The Department of Veterans Affairs Medical Center in Salt Lake City cut the ribbon Friday on its new Mental Health Outpatient Building. As troops return from Iraq and Afghanistan, VA officials say the number of combat troops seeking help is growing.
Steve Young is the Director of Mental Health Services for the VA in Salt Lake City. He says the building they’ve been operating in for 20 years is basically a bunch of old trailers without wheels.
“Now we are finally in this building that’s physical quality matches the quality of care that these phenomenal mental health professional deliver every single day to the most deserving of America’s citizens,” said Young.
Vietnam veteran Craig Shipley says mental health services are essential, though combat vets don’t always realize it.
^^^^
--- Tasks for this exercise ---
1. Rewrite the passage of the Salt Lake City VA report that opens with the words containing "The Department of" and closes with "trailers without wheels.", putting "modular units" in place of "trailers".
2. Carry the Salt Lake City VA report forward from its final sentence.
^^^^
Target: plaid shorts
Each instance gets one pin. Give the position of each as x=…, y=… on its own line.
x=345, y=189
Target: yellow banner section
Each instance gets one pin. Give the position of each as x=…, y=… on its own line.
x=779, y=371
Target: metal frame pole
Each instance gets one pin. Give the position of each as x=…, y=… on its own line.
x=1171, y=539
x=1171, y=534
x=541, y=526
^^^^
--- Answers provided ---
1.
The Department of Veterans Affairs Medical Center in Salt Lake City cut the ribbon Friday on its new Mental Health Outpatient Building. As troops return from Iraq and Afghanistan, VA officials say the number of combat troops seeking help is growing.
Steve Young is the Director of Mental Health Services for the VA in Salt Lake City. He says the building they’ve been operating in for 20 years is basically a bunch of old modular units without wheels.

2.
“I pray that all veterans seek the help they need,” said Shipley, “Most veterans are stubborn to do so. I certainly was for many, many years, until I reached a point where I had a gun to my head.”
Shipley says he suffered from PTSD, which led him to alcohol and drug abuse, and finally to the brink of suicide, before he came to the VA for help.
“I realized that somebody else cared, and this system that has been presented here for me and all other vets, it saves lives,” said Shipley.
Last year the VA Mental Health staff treated 11,500 veterans – a 3 percent increase from the previous year.